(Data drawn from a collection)
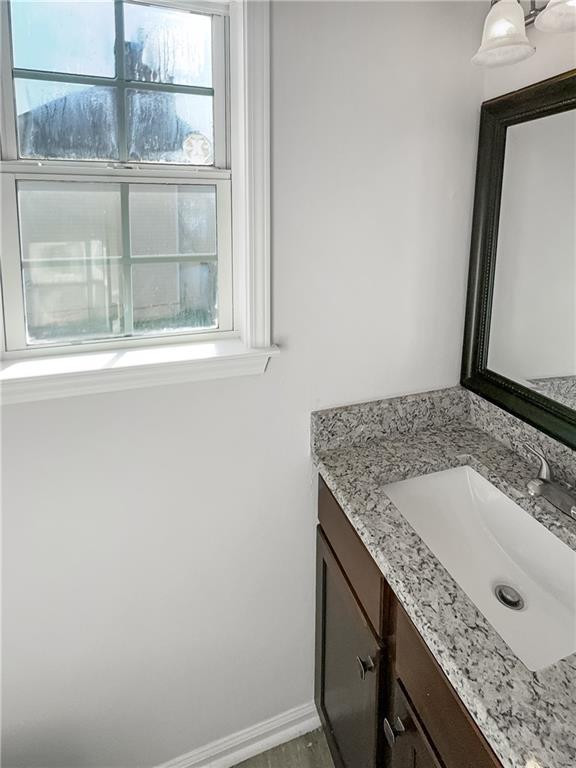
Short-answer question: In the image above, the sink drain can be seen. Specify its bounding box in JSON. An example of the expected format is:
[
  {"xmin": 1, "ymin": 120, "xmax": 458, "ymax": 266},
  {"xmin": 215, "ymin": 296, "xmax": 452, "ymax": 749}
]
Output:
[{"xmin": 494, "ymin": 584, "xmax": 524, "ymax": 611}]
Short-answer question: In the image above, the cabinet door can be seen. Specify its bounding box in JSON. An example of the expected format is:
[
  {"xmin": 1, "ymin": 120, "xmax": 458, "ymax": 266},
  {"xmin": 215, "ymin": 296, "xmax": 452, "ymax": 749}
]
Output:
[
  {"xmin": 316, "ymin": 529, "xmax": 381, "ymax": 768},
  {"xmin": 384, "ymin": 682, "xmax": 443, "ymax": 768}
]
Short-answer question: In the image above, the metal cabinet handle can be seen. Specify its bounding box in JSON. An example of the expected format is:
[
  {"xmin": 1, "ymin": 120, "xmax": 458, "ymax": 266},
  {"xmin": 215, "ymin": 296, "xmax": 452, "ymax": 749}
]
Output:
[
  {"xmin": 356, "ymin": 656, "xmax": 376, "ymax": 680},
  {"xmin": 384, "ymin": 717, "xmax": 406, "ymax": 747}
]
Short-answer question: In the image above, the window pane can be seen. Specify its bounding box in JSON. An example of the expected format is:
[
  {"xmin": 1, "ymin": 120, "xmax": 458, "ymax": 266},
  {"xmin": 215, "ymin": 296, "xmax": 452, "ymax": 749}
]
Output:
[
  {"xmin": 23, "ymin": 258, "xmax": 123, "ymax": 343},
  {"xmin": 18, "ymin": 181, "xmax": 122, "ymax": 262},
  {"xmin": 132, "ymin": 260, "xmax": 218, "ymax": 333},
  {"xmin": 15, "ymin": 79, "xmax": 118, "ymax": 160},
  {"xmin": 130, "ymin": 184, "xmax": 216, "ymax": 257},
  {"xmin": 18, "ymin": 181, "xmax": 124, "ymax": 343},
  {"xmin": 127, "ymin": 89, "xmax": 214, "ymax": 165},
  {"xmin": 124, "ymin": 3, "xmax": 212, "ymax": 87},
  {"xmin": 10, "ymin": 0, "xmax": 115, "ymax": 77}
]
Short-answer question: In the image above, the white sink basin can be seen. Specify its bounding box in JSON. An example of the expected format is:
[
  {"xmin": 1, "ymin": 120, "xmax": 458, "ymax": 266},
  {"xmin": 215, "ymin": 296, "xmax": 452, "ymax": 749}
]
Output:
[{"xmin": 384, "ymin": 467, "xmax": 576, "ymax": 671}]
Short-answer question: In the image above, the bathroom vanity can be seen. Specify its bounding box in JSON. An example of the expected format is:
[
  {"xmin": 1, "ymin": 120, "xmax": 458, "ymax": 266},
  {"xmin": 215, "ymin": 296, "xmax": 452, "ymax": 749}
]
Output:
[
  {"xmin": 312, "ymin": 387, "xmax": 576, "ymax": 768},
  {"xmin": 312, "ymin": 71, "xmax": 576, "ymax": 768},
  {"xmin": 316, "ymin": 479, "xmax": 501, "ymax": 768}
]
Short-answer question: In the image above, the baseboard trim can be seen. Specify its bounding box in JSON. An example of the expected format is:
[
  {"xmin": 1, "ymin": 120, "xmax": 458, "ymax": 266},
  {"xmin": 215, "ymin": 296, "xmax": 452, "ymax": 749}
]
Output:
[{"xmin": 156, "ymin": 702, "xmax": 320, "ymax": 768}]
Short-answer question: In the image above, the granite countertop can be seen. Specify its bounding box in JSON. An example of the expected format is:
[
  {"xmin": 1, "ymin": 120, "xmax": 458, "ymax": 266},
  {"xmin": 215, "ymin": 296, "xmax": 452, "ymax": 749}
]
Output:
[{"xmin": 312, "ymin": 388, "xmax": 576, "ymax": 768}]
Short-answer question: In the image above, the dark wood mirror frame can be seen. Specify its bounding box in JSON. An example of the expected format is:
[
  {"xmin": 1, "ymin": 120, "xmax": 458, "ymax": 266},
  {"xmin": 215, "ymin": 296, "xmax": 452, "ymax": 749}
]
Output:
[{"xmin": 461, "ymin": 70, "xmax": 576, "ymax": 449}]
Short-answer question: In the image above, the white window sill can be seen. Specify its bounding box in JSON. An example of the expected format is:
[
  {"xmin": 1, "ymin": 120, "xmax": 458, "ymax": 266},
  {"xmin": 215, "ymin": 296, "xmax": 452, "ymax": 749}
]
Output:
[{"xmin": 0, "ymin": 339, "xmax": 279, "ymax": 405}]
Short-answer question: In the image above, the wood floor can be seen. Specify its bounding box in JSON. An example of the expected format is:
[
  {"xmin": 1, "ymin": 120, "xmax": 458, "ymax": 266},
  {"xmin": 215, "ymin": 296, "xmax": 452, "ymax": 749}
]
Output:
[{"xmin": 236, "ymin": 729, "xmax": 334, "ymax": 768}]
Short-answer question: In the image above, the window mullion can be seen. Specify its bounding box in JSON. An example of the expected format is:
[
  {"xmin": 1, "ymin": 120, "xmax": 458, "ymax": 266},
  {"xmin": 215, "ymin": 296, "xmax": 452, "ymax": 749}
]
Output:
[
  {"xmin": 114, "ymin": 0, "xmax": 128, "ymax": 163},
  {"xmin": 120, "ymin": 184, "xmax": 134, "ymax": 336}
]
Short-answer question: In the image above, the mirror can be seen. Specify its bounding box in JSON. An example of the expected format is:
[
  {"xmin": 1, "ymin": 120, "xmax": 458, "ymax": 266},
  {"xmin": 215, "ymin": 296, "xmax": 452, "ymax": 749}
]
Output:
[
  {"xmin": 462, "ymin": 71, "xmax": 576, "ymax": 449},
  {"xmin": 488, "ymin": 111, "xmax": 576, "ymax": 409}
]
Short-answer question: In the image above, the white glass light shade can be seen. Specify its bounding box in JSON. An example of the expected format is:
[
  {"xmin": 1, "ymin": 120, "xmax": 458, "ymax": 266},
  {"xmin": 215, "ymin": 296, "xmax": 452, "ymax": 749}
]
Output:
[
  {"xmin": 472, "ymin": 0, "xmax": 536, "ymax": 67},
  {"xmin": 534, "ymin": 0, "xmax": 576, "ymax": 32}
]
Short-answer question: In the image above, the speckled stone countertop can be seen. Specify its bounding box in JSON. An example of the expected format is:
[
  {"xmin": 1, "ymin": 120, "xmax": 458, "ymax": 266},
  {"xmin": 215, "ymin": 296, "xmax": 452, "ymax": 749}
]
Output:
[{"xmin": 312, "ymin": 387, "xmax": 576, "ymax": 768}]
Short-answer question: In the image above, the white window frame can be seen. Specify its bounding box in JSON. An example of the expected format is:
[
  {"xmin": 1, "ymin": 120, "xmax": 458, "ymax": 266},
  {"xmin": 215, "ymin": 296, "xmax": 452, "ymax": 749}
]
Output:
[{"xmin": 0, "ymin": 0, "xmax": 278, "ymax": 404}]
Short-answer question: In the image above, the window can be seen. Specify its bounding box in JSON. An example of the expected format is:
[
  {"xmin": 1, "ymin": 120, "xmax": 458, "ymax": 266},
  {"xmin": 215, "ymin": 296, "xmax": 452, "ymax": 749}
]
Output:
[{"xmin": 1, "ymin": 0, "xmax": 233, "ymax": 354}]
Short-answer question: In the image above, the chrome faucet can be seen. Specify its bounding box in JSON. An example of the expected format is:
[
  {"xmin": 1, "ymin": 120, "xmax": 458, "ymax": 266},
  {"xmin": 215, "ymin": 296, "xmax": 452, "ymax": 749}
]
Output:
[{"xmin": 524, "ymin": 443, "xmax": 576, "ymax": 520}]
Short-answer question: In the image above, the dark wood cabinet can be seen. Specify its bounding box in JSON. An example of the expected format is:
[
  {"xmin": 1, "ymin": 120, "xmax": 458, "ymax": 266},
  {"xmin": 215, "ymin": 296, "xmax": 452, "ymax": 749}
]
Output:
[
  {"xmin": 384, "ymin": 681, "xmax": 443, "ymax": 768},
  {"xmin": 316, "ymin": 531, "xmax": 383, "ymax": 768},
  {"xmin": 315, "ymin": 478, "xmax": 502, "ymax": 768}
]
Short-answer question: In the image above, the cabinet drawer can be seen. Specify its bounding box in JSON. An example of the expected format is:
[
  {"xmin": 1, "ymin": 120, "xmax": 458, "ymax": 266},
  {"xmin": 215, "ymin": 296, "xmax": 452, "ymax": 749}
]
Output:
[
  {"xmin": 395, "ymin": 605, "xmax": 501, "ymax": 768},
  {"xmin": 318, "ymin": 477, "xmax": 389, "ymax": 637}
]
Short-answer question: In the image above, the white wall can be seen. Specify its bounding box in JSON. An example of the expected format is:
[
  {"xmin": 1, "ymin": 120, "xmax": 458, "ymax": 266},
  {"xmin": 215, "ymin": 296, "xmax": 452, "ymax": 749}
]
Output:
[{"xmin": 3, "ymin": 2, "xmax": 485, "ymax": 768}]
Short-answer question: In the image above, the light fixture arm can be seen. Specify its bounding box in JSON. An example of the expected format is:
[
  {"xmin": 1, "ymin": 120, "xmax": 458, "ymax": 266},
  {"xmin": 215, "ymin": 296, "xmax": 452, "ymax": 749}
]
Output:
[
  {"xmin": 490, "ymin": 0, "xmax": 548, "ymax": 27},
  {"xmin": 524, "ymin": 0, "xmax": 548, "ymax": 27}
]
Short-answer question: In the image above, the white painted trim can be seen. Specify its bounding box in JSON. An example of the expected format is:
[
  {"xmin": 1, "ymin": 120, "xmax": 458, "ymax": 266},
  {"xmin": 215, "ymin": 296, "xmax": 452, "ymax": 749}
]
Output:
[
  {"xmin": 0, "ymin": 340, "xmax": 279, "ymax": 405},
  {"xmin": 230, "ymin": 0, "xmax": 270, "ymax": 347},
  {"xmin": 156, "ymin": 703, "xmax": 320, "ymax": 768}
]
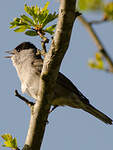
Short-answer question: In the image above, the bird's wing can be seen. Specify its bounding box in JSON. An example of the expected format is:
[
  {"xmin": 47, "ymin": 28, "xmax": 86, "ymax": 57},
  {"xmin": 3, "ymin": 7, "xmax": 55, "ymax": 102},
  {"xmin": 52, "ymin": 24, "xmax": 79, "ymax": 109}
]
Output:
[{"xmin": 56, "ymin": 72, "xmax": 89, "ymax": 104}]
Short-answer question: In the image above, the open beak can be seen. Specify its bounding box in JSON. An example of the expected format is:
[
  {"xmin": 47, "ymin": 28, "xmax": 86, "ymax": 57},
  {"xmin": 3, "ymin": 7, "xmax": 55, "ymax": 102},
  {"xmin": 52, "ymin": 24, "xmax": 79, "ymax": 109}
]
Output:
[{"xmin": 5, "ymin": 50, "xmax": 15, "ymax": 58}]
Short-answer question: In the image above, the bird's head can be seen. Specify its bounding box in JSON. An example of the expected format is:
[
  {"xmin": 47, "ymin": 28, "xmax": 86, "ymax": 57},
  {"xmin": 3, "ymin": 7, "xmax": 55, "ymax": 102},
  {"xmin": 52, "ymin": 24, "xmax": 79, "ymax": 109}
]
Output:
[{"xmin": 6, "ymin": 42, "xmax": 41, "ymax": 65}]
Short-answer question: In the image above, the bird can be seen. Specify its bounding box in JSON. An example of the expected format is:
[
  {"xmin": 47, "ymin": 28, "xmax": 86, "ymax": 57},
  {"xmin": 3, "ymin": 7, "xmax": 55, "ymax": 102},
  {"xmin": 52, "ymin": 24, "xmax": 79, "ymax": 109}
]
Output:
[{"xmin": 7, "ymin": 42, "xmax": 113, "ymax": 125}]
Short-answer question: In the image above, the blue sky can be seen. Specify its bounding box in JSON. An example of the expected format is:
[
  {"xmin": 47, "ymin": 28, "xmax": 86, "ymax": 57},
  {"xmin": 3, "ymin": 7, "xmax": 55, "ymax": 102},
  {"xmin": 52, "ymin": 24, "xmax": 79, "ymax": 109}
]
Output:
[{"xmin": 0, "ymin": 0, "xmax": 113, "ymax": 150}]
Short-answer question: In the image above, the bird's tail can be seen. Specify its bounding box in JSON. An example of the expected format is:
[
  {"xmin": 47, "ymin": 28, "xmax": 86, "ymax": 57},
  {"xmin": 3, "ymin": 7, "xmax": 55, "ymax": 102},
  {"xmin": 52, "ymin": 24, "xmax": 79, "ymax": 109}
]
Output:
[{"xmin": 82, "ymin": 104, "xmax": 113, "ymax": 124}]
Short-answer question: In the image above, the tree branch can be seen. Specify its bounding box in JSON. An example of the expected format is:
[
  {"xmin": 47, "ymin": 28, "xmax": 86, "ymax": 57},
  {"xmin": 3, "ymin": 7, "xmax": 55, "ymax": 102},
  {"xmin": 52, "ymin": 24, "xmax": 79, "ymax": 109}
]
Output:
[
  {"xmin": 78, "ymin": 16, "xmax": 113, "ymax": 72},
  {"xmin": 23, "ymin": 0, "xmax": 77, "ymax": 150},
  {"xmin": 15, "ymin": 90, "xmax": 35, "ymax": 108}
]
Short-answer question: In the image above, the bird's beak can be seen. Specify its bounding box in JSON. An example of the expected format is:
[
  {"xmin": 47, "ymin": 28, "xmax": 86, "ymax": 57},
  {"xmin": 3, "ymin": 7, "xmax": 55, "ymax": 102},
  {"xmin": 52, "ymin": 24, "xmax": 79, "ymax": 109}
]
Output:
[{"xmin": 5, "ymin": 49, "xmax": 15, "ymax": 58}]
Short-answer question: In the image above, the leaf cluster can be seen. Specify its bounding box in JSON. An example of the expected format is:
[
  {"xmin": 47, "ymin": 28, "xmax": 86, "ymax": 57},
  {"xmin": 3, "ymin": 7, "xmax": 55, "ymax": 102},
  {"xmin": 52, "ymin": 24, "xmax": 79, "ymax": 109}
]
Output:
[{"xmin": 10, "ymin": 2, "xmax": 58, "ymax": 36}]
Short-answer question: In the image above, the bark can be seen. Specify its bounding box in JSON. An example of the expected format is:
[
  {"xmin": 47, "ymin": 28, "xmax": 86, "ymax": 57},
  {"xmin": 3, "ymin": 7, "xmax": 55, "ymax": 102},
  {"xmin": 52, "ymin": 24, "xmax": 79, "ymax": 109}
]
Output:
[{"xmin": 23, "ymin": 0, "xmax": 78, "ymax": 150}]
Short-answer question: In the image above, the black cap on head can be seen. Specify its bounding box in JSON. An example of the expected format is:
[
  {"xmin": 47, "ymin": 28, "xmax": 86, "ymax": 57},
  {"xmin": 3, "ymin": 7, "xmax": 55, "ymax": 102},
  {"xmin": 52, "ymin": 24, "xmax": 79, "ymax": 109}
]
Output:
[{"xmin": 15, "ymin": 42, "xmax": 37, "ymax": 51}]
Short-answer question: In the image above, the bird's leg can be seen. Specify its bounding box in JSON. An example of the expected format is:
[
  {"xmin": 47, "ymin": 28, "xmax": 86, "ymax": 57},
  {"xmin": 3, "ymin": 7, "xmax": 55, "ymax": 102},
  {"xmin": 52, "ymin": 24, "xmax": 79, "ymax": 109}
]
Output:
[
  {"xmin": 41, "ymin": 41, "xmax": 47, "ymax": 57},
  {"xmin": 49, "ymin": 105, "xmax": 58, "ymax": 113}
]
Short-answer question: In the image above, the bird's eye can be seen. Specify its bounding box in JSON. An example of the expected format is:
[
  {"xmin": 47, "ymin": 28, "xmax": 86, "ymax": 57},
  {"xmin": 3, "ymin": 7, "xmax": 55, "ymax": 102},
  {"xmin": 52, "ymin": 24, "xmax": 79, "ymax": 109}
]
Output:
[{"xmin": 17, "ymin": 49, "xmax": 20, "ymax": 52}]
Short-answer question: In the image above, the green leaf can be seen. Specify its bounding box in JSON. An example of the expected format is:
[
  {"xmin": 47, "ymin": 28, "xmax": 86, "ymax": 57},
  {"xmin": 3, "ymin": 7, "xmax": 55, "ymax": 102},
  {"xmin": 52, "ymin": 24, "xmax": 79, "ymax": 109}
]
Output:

● TASK DIRECTIONS
Count the lines above that contain the string "cabinet" and give only that number.

● SOLUTION TO THE PROBLEM
4